Data for analysis: Begin
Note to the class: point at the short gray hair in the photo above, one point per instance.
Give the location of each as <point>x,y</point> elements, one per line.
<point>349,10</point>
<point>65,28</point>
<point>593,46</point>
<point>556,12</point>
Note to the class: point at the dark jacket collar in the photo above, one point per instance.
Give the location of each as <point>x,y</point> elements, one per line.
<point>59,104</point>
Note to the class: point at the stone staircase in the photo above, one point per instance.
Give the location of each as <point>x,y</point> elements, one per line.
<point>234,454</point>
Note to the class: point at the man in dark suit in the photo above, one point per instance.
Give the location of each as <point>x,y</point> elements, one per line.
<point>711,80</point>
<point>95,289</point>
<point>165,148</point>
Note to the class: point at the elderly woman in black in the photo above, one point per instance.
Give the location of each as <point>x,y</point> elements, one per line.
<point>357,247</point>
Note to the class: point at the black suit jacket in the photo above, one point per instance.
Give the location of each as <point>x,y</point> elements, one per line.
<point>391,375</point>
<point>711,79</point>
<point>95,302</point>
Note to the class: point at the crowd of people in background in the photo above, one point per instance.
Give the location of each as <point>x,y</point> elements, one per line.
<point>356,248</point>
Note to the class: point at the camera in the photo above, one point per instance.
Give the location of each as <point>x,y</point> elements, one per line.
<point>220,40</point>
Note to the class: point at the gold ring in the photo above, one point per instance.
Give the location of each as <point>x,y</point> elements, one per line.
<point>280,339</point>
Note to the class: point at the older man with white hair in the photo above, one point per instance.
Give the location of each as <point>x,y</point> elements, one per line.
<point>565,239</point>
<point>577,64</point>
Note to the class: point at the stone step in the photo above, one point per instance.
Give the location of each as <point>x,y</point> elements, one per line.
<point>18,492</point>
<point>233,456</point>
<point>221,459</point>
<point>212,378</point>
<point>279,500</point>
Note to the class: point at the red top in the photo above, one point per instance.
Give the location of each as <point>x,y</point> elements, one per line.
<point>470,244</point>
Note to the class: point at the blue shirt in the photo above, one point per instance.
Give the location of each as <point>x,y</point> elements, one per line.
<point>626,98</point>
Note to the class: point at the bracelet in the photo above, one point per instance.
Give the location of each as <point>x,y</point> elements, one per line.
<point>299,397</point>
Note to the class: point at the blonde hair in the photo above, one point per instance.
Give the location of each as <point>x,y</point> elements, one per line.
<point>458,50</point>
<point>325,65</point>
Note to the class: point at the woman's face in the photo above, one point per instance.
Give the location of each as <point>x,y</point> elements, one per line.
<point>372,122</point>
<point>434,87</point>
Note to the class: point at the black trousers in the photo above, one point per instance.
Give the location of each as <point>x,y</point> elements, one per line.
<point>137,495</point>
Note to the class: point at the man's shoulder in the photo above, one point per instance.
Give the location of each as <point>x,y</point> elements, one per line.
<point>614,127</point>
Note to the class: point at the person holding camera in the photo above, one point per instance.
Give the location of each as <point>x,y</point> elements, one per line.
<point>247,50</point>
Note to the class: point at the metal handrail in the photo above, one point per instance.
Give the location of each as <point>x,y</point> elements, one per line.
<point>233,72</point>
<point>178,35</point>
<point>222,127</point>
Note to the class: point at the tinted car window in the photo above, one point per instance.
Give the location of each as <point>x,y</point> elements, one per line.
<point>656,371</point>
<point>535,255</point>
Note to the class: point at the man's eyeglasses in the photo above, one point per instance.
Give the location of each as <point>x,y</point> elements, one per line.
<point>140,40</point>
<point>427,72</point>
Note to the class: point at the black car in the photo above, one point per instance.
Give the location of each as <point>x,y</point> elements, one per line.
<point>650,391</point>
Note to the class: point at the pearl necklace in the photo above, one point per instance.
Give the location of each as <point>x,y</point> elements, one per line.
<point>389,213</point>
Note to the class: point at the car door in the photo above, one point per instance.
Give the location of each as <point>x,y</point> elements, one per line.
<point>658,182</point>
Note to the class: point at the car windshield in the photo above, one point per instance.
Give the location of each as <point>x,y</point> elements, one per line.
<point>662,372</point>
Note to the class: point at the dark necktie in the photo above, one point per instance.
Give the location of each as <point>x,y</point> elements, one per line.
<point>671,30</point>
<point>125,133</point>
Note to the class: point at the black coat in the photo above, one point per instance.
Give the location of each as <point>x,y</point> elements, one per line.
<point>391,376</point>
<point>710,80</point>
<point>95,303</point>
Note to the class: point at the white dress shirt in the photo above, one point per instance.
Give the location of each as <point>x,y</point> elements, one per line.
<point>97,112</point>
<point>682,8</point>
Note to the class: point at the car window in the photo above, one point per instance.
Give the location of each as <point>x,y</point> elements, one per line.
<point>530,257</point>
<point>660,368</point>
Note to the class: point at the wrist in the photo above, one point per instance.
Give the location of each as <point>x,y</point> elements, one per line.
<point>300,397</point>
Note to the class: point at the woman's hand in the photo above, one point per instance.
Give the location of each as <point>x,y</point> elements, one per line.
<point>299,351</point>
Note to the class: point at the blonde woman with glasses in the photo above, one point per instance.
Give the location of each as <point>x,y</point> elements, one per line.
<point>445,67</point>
Data for analysis: End
What this task involves – Each line of the entries above that contains "blonde" is to be copied.

Response below –
Note to the class: point at the blonde hair in the photo above, one point per instance.
Note to the class: point at the blonde woman with glasses in the photo above, one point per instance.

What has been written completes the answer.